Data listing >>
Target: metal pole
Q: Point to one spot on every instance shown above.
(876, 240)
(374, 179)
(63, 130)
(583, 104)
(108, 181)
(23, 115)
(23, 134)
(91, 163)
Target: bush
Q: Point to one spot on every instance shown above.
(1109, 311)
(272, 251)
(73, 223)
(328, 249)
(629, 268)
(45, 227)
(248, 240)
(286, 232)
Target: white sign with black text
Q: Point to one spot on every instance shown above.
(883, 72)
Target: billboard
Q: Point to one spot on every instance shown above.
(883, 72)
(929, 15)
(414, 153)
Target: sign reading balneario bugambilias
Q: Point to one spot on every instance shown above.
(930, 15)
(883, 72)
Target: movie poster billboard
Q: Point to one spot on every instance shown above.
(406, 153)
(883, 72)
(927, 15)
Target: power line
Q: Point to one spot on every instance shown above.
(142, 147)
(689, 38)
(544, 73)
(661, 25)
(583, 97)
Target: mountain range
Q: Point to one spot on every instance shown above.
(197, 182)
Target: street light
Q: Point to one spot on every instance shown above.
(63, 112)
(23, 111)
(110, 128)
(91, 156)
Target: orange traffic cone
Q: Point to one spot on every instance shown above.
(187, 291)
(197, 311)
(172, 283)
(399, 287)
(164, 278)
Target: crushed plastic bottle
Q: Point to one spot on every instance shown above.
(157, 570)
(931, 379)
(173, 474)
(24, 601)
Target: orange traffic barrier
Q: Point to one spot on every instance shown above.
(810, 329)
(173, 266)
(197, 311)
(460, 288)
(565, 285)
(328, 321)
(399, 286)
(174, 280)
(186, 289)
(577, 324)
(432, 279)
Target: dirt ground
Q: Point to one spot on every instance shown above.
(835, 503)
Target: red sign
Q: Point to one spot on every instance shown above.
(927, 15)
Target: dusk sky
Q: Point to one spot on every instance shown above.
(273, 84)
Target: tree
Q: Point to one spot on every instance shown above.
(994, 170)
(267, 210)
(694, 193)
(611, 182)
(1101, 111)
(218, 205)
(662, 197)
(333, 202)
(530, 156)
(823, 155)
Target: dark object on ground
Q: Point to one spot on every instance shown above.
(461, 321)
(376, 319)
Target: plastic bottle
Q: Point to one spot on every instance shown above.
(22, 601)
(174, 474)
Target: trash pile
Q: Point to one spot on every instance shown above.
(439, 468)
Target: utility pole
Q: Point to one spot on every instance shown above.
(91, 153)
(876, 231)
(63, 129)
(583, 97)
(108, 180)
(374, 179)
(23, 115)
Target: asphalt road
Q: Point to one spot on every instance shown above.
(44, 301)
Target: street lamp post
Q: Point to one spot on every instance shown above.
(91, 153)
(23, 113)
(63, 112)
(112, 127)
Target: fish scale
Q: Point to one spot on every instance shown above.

Directions for this task >>
Turn the records from the line with "Target: street lamp post" through the end of the records into a numbered list, leaving out any blank lines.

Answer to the problem >>
1. Target: street lamp post
2. Q: Point to one spot on every instance shown above.
3. (91, 153)
4. (23, 113)
5. (63, 112)
6. (112, 127)
7. Target: fish scale
8. Q: Point to one spot on every instance shown above.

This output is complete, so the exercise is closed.